▶ _Document_:
══════════════════════════════

You'd still have to verify that the determinant \((1+a^2-9a)^2-4a(11a+1)\) is only positive for a = 1. So we're down at a loop of 7. Thus a program is still helpful.
Either that or you solve \((1+a^2-9a)^2-4a(11a+1)=0\) and figure that out by the roots.

Cheers
Thomas


RE: challenge for programmable calculators - Thomas Klemm - 12-25-2013 06:25 AM

(12-25-2013 04:31 AM)Gerson W. Barbosa Wrote:  Also, no more fun writing a program anymore :-(
How do you know that a = 1 is the only solution?
Just because I said so?


RE: challenge for programmable calculators - Thomas Klemm - 12-25-2013 06:37 AM

(12-24-2013 05:57 PM)radwilliams Wrote:  (a+b+c)*(a*b*c) = a^2+b^2+c^2 + 2*(a*b + a*c + b*c)
Is there some implied multiplication involved?


RE: challenge for programmable calculators - Alberto Candel - 12-26-2013 02:06 AM

I would like to propose two extensions to this problem:

(1) Instead of 3 digit numbers abc, consider n-digit numbers (a_1)(a_2)...(a_n)
(2) Instead of base 10, consider numbers in other bases b, like hexadecimal b=16

Happy holidays!


RE: challenge for programmable calculators - Gerson W. Barbosa - 12-26-2013 02:18 AM

(12-26-2013 02:06 AM)Alberto Candel Wrote:  I would like to propose two extensions to this problem:

(1) Instead of 3 digit numbers abc, consider n-digit numbers (a_1)(a_2)...(a_n)
For base 10, the list is already complete:

http://oeis.org/A038369


RE: challenge for programmable calculators - kakima - 12-26-2013 02:22 AM

I tried exactly that earlier today. Unfortunately there aren't too many other solutions, at least for bases 10 and 16, until you go beyond eight digits. (I'm not saying there are solutions beyond eight digits, just that I stopped there.)

My original thought was to propose a challenge to write a program that given a number N, searches for N-digit solutions. When I wrote just such a program and put it in a loop from two to eight, it found only the two known 3-digit solutions. For base 16, it only found one solution.

There may be solutions in other bases. I suppose I'll have to try them...


RE: challenge for programmable calculators - Alberto Candel - 12-26-2013 02:49 AM

(12-26-2013 02:18 AM)Gerson W. Barbosa Wrote:  
(12-26-2013 02:06 AM)Alberto Candel Wrote:  I would like to propose two extensions to this problem:

(1) Instead of 3 digit numbers abc, consider n-digit numbers (a_1)(a_2)...(a_n)

══════════════════════════════

▶ _Stored records_:

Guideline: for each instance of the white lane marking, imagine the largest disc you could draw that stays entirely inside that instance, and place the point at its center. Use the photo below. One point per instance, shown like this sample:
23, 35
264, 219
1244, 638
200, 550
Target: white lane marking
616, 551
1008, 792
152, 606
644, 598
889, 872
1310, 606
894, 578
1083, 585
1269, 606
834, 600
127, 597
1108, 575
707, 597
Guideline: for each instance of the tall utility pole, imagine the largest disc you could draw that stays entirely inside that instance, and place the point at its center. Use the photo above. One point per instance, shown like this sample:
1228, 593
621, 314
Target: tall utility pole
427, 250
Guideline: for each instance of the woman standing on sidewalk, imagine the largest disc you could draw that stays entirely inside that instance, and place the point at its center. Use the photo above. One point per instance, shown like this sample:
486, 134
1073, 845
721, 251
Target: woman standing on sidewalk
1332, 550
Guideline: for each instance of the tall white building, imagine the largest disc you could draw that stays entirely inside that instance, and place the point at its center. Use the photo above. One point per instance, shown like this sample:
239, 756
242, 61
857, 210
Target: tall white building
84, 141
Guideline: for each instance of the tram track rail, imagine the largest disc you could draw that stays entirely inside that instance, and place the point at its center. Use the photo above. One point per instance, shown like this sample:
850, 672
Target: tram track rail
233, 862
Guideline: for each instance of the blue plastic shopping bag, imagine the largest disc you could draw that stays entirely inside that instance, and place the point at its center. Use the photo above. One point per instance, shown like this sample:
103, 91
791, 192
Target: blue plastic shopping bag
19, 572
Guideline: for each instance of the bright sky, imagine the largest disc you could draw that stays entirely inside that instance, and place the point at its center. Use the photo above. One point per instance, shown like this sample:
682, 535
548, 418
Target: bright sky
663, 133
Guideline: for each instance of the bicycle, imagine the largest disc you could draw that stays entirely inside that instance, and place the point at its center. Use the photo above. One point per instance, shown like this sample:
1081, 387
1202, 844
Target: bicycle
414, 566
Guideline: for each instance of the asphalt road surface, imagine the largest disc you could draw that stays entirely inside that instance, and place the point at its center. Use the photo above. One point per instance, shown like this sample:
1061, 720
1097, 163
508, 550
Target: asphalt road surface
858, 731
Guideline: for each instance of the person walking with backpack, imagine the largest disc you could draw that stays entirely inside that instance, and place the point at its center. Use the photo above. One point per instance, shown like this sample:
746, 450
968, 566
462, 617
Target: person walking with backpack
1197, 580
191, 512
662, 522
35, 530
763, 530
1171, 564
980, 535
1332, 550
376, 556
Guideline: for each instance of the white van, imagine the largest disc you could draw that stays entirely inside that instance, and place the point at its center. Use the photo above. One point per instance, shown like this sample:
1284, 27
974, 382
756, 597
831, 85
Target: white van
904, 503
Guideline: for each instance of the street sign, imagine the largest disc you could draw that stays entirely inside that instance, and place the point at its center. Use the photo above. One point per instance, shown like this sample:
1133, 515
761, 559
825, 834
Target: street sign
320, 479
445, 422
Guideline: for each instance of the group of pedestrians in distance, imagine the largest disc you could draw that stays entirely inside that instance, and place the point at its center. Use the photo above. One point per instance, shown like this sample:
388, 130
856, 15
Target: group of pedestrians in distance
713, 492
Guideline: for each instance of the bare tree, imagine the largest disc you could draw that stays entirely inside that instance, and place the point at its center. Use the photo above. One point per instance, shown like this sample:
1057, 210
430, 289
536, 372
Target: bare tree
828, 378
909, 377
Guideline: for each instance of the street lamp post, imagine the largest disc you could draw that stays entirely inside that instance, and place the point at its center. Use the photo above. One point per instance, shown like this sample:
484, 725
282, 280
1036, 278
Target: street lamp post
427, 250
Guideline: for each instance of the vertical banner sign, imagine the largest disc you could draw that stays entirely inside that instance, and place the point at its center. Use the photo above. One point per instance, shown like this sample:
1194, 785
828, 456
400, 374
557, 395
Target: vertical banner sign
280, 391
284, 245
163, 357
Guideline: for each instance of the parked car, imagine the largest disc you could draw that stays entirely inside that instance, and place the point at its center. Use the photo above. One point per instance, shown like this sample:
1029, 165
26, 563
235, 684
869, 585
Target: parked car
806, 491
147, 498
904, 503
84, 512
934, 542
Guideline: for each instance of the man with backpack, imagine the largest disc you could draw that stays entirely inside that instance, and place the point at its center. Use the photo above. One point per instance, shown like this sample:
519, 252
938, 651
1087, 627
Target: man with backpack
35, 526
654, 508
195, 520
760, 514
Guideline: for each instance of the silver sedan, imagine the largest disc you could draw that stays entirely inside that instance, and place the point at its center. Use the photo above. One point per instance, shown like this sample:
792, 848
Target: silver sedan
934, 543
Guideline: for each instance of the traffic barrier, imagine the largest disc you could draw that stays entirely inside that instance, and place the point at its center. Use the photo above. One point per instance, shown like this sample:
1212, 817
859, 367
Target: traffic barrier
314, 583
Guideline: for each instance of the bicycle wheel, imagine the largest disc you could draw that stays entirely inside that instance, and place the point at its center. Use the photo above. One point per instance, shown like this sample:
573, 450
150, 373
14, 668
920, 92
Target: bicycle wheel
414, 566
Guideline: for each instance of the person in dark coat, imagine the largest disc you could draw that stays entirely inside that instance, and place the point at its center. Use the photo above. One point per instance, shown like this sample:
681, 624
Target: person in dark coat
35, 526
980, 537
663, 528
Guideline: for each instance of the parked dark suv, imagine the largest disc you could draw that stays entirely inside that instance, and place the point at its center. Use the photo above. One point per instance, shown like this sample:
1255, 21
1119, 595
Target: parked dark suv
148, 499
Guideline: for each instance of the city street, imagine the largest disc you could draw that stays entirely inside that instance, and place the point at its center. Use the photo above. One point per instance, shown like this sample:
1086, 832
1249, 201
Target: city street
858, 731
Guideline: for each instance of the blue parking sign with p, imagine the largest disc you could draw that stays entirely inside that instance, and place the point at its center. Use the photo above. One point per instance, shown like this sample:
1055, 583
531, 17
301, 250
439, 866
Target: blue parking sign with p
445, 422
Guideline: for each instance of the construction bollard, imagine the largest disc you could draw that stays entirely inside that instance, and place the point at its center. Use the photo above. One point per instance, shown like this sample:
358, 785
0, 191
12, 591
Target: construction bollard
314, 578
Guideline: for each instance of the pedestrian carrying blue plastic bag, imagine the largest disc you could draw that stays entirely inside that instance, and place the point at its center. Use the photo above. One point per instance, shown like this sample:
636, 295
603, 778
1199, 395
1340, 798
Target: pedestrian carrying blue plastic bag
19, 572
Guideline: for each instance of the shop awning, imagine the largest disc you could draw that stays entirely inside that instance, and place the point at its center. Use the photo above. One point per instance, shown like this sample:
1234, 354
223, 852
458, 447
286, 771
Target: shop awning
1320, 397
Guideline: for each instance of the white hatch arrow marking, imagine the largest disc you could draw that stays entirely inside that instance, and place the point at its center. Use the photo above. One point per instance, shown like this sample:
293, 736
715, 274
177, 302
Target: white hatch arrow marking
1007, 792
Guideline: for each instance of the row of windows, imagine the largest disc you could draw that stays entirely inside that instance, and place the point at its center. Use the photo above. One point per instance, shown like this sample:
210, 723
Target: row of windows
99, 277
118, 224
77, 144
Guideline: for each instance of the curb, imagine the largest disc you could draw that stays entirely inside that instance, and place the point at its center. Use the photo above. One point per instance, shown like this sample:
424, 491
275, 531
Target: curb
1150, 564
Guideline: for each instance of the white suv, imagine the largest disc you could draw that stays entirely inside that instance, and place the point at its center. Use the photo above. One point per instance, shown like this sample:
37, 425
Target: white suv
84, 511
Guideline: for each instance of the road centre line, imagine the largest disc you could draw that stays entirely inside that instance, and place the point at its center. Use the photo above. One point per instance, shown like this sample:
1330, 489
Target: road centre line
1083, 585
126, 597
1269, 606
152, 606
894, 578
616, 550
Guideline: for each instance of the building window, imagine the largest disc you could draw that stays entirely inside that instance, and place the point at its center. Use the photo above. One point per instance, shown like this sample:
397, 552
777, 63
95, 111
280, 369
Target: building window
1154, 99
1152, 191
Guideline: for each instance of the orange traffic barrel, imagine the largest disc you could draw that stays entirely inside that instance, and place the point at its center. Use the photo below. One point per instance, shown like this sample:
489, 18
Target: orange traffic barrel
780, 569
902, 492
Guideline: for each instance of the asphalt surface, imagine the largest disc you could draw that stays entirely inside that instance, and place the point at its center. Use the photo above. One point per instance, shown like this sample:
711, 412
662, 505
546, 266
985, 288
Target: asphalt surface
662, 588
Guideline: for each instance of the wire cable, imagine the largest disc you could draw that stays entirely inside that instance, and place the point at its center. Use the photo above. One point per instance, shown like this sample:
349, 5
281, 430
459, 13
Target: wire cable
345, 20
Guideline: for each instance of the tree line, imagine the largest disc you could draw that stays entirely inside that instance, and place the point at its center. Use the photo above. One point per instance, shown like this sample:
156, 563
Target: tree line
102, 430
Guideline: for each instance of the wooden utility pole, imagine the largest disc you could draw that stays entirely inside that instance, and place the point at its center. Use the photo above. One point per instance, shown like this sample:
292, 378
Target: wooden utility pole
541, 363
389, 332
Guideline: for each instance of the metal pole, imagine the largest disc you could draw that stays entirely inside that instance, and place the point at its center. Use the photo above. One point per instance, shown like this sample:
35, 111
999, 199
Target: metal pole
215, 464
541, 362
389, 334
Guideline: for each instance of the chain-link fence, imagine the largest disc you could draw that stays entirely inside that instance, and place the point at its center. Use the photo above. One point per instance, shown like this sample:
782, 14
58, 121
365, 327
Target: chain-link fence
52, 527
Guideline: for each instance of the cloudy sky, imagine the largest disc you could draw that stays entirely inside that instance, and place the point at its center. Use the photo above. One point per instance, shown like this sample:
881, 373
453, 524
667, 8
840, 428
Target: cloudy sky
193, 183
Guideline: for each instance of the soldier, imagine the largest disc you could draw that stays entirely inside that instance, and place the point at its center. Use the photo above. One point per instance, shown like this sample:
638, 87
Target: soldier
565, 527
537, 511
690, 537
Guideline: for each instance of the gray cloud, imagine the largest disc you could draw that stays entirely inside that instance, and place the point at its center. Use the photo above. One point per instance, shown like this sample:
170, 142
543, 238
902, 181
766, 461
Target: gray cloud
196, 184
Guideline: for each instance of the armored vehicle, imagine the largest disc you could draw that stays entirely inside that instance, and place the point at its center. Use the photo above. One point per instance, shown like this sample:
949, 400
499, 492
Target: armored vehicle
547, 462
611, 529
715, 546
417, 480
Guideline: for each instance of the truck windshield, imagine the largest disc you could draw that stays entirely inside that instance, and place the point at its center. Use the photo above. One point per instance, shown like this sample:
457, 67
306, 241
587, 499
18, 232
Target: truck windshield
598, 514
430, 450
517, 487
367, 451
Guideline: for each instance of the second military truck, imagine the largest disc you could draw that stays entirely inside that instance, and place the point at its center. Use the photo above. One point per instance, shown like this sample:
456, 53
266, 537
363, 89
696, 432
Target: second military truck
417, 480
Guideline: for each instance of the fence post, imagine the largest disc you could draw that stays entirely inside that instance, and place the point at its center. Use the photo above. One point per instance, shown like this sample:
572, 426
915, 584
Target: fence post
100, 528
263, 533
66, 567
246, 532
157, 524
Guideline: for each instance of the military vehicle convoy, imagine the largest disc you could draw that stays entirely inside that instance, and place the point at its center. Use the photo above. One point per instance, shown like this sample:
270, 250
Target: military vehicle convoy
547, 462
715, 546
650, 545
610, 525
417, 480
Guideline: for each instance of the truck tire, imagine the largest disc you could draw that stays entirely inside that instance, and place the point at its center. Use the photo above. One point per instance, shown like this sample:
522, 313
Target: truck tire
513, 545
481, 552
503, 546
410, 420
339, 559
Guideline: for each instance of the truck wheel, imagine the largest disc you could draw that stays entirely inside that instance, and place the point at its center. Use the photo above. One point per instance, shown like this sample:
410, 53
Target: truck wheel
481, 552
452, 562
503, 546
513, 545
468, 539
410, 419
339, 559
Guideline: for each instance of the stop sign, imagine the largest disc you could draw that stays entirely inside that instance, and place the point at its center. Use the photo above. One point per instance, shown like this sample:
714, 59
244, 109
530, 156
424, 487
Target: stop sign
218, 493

══════════════════════════════

▶ _Tasks for this exercise_:
- 1) Based on the forum thread on the calculator challenge, say whether each statement agrees with it, answering yes or no and quoting the deciding words: (a) kakima's program, run in a loop from two to eight digits, found only the two known 3-digit solutions; (b) for base 16, kakima's program found two solutions; (c) Alberto Candel suggested looking at numbers in bases other than 10.
- 2) Write the next part of the forum thread on the calculator challenge, continuing from its final line.

▶ _Final results_:
- 1)
(a) Yes: "it found only the two known 3-digit solutions."
(b) No: "For base 16, it only found one solution."
(c) Yes: "(2) Instead of base 10, consider numbers in other bases b, like hexadecimal b=16"

- 2)
For base 10, the list is already complete:

http://oeis.org/A038369

Did not know this! Thank you.


RE: challenge for programmable calculators - Han - 12-26-2013 05:00 AM

(12-25-2013 06:15 AM)Thomas Klemm Wrote:  
(12-25-2013 01:27 AM)Han Wrote:  Once you've solved a problem completely using mathematics, is there really any need for a program? I always held the opinion that programs were useful when we reached a mathematical stumbling block.

You'd still have to verify that the determinant \((1+a^2-9a)^2-4a(11a+1)\) is only positive for a = 1. So we're down at a loop of 7. Thus a program is still helpful.
Either that or you solve \((1+a^2-9a)^2-4a(11a+1)=0\) and figure that out by the roots.

Cheers
Thomas

This requires nothing more than calculus. Let \( f(x) = (x^2-9x+1)^2-4x(11x+1) \). Note that \( f(1) = 1 \) and \( f(2) = -15 \). Verify that \( f'(x) = 4x^3-54x^2+78x-22 \) and \( f ' ' (x) = 12x^2-108x+78 \). Using the quadratic formula, we see that \( f ' ' (x) = 0 \) when \( x = \frac{9}{2} \pm \frac{\sqrt{55}}{2} \). Since \( 7 < \sqrt{55} < 8 \),
\[ 0 < \frac{9}{2} - \frac{\sqrt{55}}{2} < 1 \]
\[ 8 < \frac{9}{2} + \frac{\sqrt{55}}{2} < 9 \]
We can easily check that \( f ' ' (x) < 0 \) on \( [ 1, 8 ] \) -- it's a parabola that opens upward and has two real zeros. Since \( f ' ' (x) < 0 \) on \( [ 1, 8 ] \), the function \( f'(x) \) is decreasing on the interval \( [1,8] \). Since \( f'(2) = -50 \), and \( f'(x) \) is decreasing, then \( f'(x) < 0 \) on the interval \( [2,8] \). This implies \( f(x) \) is decreasing on \( [ 2, 8 ] \). Since \( f(2) = -15 \), it follows that \( f(x) < 0 \) on \( [2,8] \). Given that the parameter \( a \in [ 1, 7 ] \cap \mathbb{Z} \), it follows that \( a=1 \) is the only value for which \( f(a) > 0 \).


RE: challenge for programmable calculators - Thomas Klemm - 12-26-2013 06:19 AM

Or just have a look at the roots: {0.04974, 0.857089, 1.50476, 15.5884}
Since \(f(1)=1\) it's obvious that \(f(n)<0\) for n in {2,...,15}.
To show this for n = 15 with your method isn't possible.
In this case we're lucky that we don't have to do that.


RE: challenge for programmable calculators - Han - 12-26-2013 07:17 AM

(12-26-2013 06:19 AM)Thomas Klemm Wrote:  Or just have a look at the roots: {0.04974, 0.857089, 1.50476, 15.5884}
Since \(f(1)=1\) it's obvious that \(f(n)<0\) for n in {2,...,15}.
To show this for n = 15 with your method isn't possible.
In this case we're lucky that we don't have to do that.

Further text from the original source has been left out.